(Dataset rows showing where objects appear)
>> Start

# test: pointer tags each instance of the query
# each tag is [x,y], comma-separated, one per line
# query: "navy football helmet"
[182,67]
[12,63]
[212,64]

>> End

DESCRIPTION OF THE TASK:
Rewrite every line of the records above, requests included, and multiply each coordinate in the answers by 1.75. Round each result to a whole number, rounding halves up.

ANSWER IN FULL:
# test: pointer tags each instance of the query
# each tag is [x,y], comma-separated, one per line
# query: "navy football helmet"
[319,117]
[21,110]
[371,112]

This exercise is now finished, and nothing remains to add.